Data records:
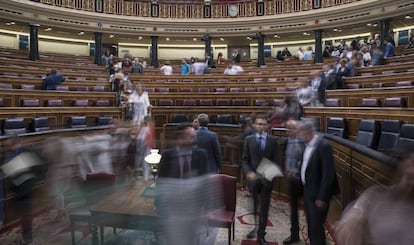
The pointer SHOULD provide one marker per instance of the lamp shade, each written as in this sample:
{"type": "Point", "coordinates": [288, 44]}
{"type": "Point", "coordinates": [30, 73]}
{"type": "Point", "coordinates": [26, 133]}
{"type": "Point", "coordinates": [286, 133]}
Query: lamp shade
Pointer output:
{"type": "Point", "coordinates": [154, 157]}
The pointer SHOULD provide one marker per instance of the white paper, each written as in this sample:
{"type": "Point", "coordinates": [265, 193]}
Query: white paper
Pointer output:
{"type": "Point", "coordinates": [268, 169]}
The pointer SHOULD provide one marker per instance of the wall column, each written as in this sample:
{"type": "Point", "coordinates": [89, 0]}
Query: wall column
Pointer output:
{"type": "Point", "coordinates": [207, 41]}
{"type": "Point", "coordinates": [385, 30]}
{"type": "Point", "coordinates": [154, 51]}
{"type": "Point", "coordinates": [260, 49]}
{"type": "Point", "coordinates": [318, 46]}
{"type": "Point", "coordinates": [34, 42]}
{"type": "Point", "coordinates": [98, 48]}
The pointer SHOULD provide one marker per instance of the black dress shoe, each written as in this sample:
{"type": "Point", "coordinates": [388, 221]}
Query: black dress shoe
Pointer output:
{"type": "Point", "coordinates": [251, 234]}
{"type": "Point", "coordinates": [291, 239]}
{"type": "Point", "coordinates": [262, 241]}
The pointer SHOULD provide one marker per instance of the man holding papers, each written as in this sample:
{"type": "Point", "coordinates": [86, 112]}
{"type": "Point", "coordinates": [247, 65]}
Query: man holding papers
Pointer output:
{"type": "Point", "coordinates": [259, 165]}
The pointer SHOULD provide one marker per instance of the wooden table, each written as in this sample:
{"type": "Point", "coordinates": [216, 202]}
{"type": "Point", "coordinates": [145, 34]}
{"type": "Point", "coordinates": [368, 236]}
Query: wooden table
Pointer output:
{"type": "Point", "coordinates": [126, 208]}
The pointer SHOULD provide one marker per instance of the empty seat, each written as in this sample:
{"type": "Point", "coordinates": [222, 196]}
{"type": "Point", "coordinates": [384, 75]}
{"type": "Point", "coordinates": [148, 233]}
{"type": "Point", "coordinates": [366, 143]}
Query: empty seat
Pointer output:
{"type": "Point", "coordinates": [62, 88]}
{"type": "Point", "coordinates": [82, 88]}
{"type": "Point", "coordinates": [332, 102]}
{"type": "Point", "coordinates": [390, 132]}
{"type": "Point", "coordinates": [103, 120]}
{"type": "Point", "coordinates": [395, 102]}
{"type": "Point", "coordinates": [352, 86]}
{"type": "Point", "coordinates": [13, 126]}
{"type": "Point", "coordinates": [186, 90]}
{"type": "Point", "coordinates": [203, 90]}
{"type": "Point", "coordinates": [368, 133]}
{"type": "Point", "coordinates": [239, 102]}
{"type": "Point", "coordinates": [77, 122]}
{"type": "Point", "coordinates": [403, 83]}
{"type": "Point", "coordinates": [224, 119]}
{"type": "Point", "coordinates": [165, 102]}
{"type": "Point", "coordinates": [250, 90]}
{"type": "Point", "coordinates": [5, 86]}
{"type": "Point", "coordinates": [82, 102]}
{"type": "Point", "coordinates": [189, 102]}
{"type": "Point", "coordinates": [370, 102]}
{"type": "Point", "coordinates": [235, 90]}
{"type": "Point", "coordinates": [40, 124]}
{"type": "Point", "coordinates": [27, 87]}
{"type": "Point", "coordinates": [180, 118]}
{"type": "Point", "coordinates": [54, 103]}
{"type": "Point", "coordinates": [336, 126]}
{"type": "Point", "coordinates": [223, 102]}
{"type": "Point", "coordinates": [30, 102]}
{"type": "Point", "coordinates": [98, 88]}
{"type": "Point", "coordinates": [102, 102]}
{"type": "Point", "coordinates": [406, 139]}
{"type": "Point", "coordinates": [206, 102]}
{"type": "Point", "coordinates": [261, 102]}
{"type": "Point", "coordinates": [163, 90]}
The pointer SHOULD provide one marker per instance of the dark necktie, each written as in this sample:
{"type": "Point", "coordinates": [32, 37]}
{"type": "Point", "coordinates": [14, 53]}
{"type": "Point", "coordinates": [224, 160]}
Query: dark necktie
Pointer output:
{"type": "Point", "coordinates": [186, 167]}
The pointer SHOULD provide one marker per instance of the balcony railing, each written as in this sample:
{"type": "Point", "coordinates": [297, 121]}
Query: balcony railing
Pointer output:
{"type": "Point", "coordinates": [193, 10]}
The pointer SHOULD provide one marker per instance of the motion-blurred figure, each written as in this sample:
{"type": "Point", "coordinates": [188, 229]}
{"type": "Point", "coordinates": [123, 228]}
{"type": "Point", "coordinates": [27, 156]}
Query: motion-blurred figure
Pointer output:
{"type": "Point", "coordinates": [382, 215]}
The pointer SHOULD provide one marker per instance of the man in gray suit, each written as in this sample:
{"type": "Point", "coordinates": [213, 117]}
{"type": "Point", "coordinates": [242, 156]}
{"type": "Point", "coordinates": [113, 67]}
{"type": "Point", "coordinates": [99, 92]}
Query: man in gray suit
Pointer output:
{"type": "Point", "coordinates": [208, 141]}
{"type": "Point", "coordinates": [256, 147]}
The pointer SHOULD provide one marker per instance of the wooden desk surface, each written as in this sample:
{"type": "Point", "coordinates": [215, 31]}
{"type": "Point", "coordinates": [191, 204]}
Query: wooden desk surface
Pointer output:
{"type": "Point", "coordinates": [127, 200]}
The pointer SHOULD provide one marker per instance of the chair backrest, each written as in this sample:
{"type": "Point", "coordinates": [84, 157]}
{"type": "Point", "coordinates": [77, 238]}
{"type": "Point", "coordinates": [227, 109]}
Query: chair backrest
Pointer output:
{"type": "Point", "coordinates": [102, 102]}
{"type": "Point", "coordinates": [332, 102]}
{"type": "Point", "coordinates": [82, 102]}
{"type": "Point", "coordinates": [30, 102]}
{"type": "Point", "coordinates": [370, 102]}
{"type": "Point", "coordinates": [389, 135]}
{"type": "Point", "coordinates": [54, 103]}
{"type": "Point", "coordinates": [103, 120]}
{"type": "Point", "coordinates": [77, 122]}
{"type": "Point", "coordinates": [40, 124]}
{"type": "Point", "coordinates": [368, 133]}
{"type": "Point", "coordinates": [336, 126]}
{"type": "Point", "coordinates": [406, 136]}
{"type": "Point", "coordinates": [180, 118]}
{"type": "Point", "coordinates": [224, 119]}
{"type": "Point", "coordinates": [228, 186]}
{"type": "Point", "coordinates": [395, 102]}
{"type": "Point", "coordinates": [13, 126]}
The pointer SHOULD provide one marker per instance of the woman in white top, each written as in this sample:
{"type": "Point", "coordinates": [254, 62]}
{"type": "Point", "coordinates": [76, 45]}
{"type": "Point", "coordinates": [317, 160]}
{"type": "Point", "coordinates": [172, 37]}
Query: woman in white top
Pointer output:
{"type": "Point", "coordinates": [166, 69]}
{"type": "Point", "coordinates": [141, 103]}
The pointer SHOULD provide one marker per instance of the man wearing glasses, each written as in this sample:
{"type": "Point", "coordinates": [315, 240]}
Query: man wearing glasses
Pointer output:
{"type": "Point", "coordinates": [255, 148]}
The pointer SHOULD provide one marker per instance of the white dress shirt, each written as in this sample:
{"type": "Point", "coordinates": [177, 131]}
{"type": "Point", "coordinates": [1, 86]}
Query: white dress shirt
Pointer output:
{"type": "Point", "coordinates": [310, 147]}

■ **TASK DESCRIPTION**:
Except for the pictures, give all the material above again verbatim.

■ **EXERCISE RESPONSE**:
The pointer SHOULD provide one marker per instance of the lamp shade, each written as in this sample:
{"type": "Point", "coordinates": [288, 44]}
{"type": "Point", "coordinates": [30, 73]}
{"type": "Point", "coordinates": [26, 133]}
{"type": "Point", "coordinates": [286, 133]}
Query: lamp shade
Pointer output:
{"type": "Point", "coordinates": [154, 157]}
The pointer SHOULD provide one marker per instance of the white paper, each written as in this sample:
{"type": "Point", "coordinates": [265, 193]}
Query: white paper
Pointer output:
{"type": "Point", "coordinates": [268, 169]}
The pointer SHOULD provide one marker per instance of the wall column, each written as in this sample:
{"type": "Point", "coordinates": [89, 0]}
Query: wall column
Pointer output:
{"type": "Point", "coordinates": [207, 41]}
{"type": "Point", "coordinates": [385, 30]}
{"type": "Point", "coordinates": [154, 51]}
{"type": "Point", "coordinates": [260, 49]}
{"type": "Point", "coordinates": [318, 46]}
{"type": "Point", "coordinates": [34, 42]}
{"type": "Point", "coordinates": [98, 48]}
The pointer SHOULD provide one marker per instance of the black dress shoe, each written as in this sample:
{"type": "Point", "coordinates": [388, 221]}
Query: black dress shoe
Pointer output:
{"type": "Point", "coordinates": [251, 234]}
{"type": "Point", "coordinates": [291, 239]}
{"type": "Point", "coordinates": [262, 241]}
The pointer SHOULD provide one marker per instance of the man holding papers, each written as in this sample:
{"type": "Point", "coordinates": [86, 112]}
{"type": "Point", "coordinates": [247, 65]}
Query: man holding papers
Pointer output:
{"type": "Point", "coordinates": [259, 165]}
The pointer SHOULD provide one marker per instance of the wooden table, each written as in this sample:
{"type": "Point", "coordinates": [216, 202]}
{"type": "Point", "coordinates": [145, 34]}
{"type": "Point", "coordinates": [368, 236]}
Query: wooden table
Pointer output:
{"type": "Point", "coordinates": [126, 208]}
The pointer SHOULD provide one marker per instance of the empty seat, each written as in this sample:
{"type": "Point", "coordinates": [222, 196]}
{"type": "Point", "coordinates": [384, 75]}
{"type": "Point", "coordinates": [148, 233]}
{"type": "Point", "coordinates": [366, 143]}
Query: empty seat
Pointer output:
{"type": "Point", "coordinates": [62, 88]}
{"type": "Point", "coordinates": [82, 88]}
{"type": "Point", "coordinates": [332, 102]}
{"type": "Point", "coordinates": [390, 132]}
{"type": "Point", "coordinates": [103, 120]}
{"type": "Point", "coordinates": [395, 102]}
{"type": "Point", "coordinates": [352, 86]}
{"type": "Point", "coordinates": [13, 126]}
{"type": "Point", "coordinates": [186, 90]}
{"type": "Point", "coordinates": [203, 90]}
{"type": "Point", "coordinates": [368, 133]}
{"type": "Point", "coordinates": [239, 102]}
{"type": "Point", "coordinates": [77, 122]}
{"type": "Point", "coordinates": [403, 83]}
{"type": "Point", "coordinates": [224, 119]}
{"type": "Point", "coordinates": [165, 102]}
{"type": "Point", "coordinates": [250, 90]}
{"type": "Point", "coordinates": [5, 86]}
{"type": "Point", "coordinates": [82, 102]}
{"type": "Point", "coordinates": [189, 102]}
{"type": "Point", "coordinates": [370, 102]}
{"type": "Point", "coordinates": [235, 90]}
{"type": "Point", "coordinates": [40, 124]}
{"type": "Point", "coordinates": [27, 87]}
{"type": "Point", "coordinates": [180, 118]}
{"type": "Point", "coordinates": [54, 103]}
{"type": "Point", "coordinates": [336, 126]}
{"type": "Point", "coordinates": [223, 102]}
{"type": "Point", "coordinates": [30, 102]}
{"type": "Point", "coordinates": [98, 88]}
{"type": "Point", "coordinates": [102, 102]}
{"type": "Point", "coordinates": [406, 139]}
{"type": "Point", "coordinates": [206, 102]}
{"type": "Point", "coordinates": [261, 102]}
{"type": "Point", "coordinates": [163, 90]}
The pointer SHOULD provide one marker per instance of the dark necktie, each written as in this sample:
{"type": "Point", "coordinates": [32, 37]}
{"type": "Point", "coordinates": [14, 53]}
{"type": "Point", "coordinates": [224, 160]}
Query: dark necktie
Pointer output:
{"type": "Point", "coordinates": [186, 167]}
The pointer SHOULD provide one marker per instance of the balcony railing, each written as in this sample:
{"type": "Point", "coordinates": [297, 121]}
Query: balcony railing
Pointer output:
{"type": "Point", "coordinates": [193, 10]}
The pointer SHOULD provide one marker per instance of the motion-blurred figure, each written as in this sample:
{"type": "Point", "coordinates": [188, 229]}
{"type": "Point", "coordinates": [123, 228]}
{"type": "Point", "coordinates": [27, 156]}
Query: motion-blurred figure
Pointer output:
{"type": "Point", "coordinates": [382, 215]}
The pointer SHOULD provide one marker per instance of the man in gray suit, each written as in this sample:
{"type": "Point", "coordinates": [213, 117]}
{"type": "Point", "coordinates": [242, 156]}
{"type": "Point", "coordinates": [113, 67]}
{"type": "Point", "coordinates": [99, 92]}
Query: man in gray suit
Pointer output:
{"type": "Point", "coordinates": [208, 141]}
{"type": "Point", "coordinates": [256, 147]}
The pointer SHOULD provide one marker per instance of the wooden desk surface, each written as in this sample:
{"type": "Point", "coordinates": [215, 31]}
{"type": "Point", "coordinates": [191, 204]}
Query: wooden desk surface
Pointer output:
{"type": "Point", "coordinates": [127, 200]}
The pointer SHOULD provide one marker per instance of the chair backrest, each written as in this sample:
{"type": "Point", "coordinates": [84, 157]}
{"type": "Point", "coordinates": [77, 238]}
{"type": "Point", "coordinates": [227, 109]}
Query: chair backrest
Pointer output:
{"type": "Point", "coordinates": [102, 102]}
{"type": "Point", "coordinates": [332, 102]}
{"type": "Point", "coordinates": [82, 102]}
{"type": "Point", "coordinates": [30, 102]}
{"type": "Point", "coordinates": [370, 102]}
{"type": "Point", "coordinates": [389, 135]}
{"type": "Point", "coordinates": [54, 103]}
{"type": "Point", "coordinates": [103, 120]}
{"type": "Point", "coordinates": [77, 122]}
{"type": "Point", "coordinates": [40, 124]}
{"type": "Point", "coordinates": [368, 133]}
{"type": "Point", "coordinates": [336, 126]}
{"type": "Point", "coordinates": [406, 136]}
{"type": "Point", "coordinates": [180, 118]}
{"type": "Point", "coordinates": [224, 119]}
{"type": "Point", "coordinates": [228, 186]}
{"type": "Point", "coordinates": [395, 102]}
{"type": "Point", "coordinates": [13, 126]}
The pointer SHOULD provide one marker per instance of the woman in white top, each written as in this sample:
{"type": "Point", "coordinates": [254, 62]}
{"type": "Point", "coordinates": [76, 45]}
{"type": "Point", "coordinates": [317, 160]}
{"type": "Point", "coordinates": [172, 37]}
Query: woman in white top
Pointer output:
{"type": "Point", "coordinates": [166, 69]}
{"type": "Point", "coordinates": [141, 103]}
The pointer SHOULD provide one marker per instance of the man wearing glasses, each written as in this sample:
{"type": "Point", "coordinates": [315, 240]}
Query: man wearing glasses
Pointer output:
{"type": "Point", "coordinates": [255, 148]}
The pointer SHOULD provide one marker per instance of the white dress shirt, each written as in this sample:
{"type": "Point", "coordinates": [177, 131]}
{"type": "Point", "coordinates": [1, 86]}
Query: white dress shirt
Pointer output:
{"type": "Point", "coordinates": [310, 147]}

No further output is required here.